WHAT IS BEING ASKED: In the steak experiment transcript, why is no salt added to the meat?

───── TEXT SHOWN

In order to better absorb the heat that's coming to them, we will lube each
piece of meat with just a wee bit of oil. But because it would pull moisture out
of the meat, thus throwing off our experiment, no salt will be added.
AB: Now, allez-cuisine!
ASSISTANTS: [not knowing what AB just said, they look
at each other in confusion]
AB: Uh, let's get cooking!
So both of our steaks go into the oven. We have our probes in place.
AB: There you go, gentlemen.
And we'll set our thermometers to go off at 140 degrees, which is basically medium.
AB: Clear? [meaning is everything ready?]
ASSISTANTS: Clear!
Just as we suspected, the seared steak has reached 140 degrees first, so we will remove said steak and allow it to rest for 5 minutes. We'll be back for that one.
AB: Clear?

──────────
───── MATERIAL SHOWN

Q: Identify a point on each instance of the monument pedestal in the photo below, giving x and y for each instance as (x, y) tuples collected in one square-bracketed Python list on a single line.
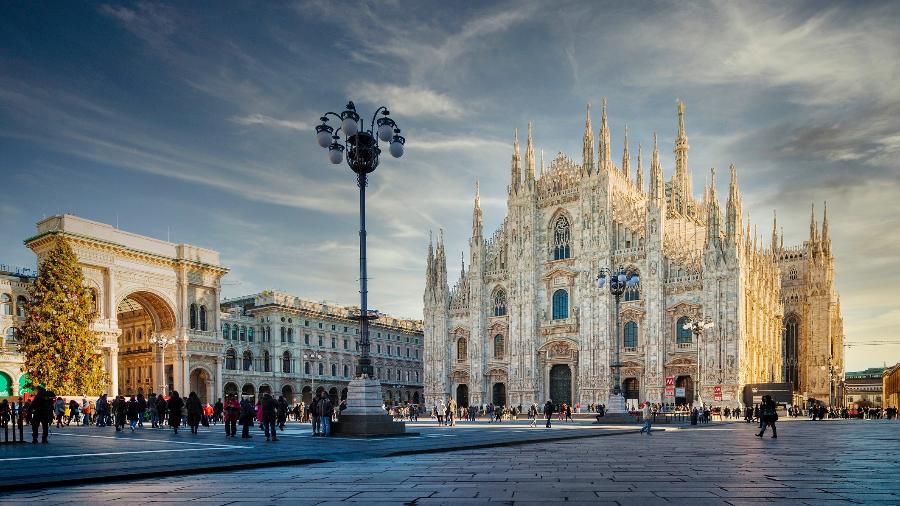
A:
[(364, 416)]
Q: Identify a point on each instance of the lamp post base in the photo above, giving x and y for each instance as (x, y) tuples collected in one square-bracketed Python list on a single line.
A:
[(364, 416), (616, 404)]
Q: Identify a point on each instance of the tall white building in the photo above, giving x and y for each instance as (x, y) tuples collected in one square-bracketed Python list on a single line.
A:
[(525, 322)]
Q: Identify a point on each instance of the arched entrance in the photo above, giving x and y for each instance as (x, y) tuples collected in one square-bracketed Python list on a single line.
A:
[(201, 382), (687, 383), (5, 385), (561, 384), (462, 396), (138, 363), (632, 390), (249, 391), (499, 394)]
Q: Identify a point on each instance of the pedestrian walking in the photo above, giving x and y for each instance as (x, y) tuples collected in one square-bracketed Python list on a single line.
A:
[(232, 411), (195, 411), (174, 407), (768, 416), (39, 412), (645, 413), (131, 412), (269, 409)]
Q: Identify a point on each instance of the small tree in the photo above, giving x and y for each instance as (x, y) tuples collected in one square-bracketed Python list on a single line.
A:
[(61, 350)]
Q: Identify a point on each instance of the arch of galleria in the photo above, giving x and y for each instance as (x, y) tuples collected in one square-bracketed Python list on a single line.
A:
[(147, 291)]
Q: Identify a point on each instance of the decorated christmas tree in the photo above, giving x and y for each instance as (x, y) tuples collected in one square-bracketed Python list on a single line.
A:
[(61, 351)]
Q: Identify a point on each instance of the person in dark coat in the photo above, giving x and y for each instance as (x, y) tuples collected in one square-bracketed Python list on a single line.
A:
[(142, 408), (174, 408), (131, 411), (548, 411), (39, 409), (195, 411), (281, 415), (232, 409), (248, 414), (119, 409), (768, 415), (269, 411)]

──────────

EXPECTED ANSWER: Salt would pull moisture out of the meat and throw off the experiment.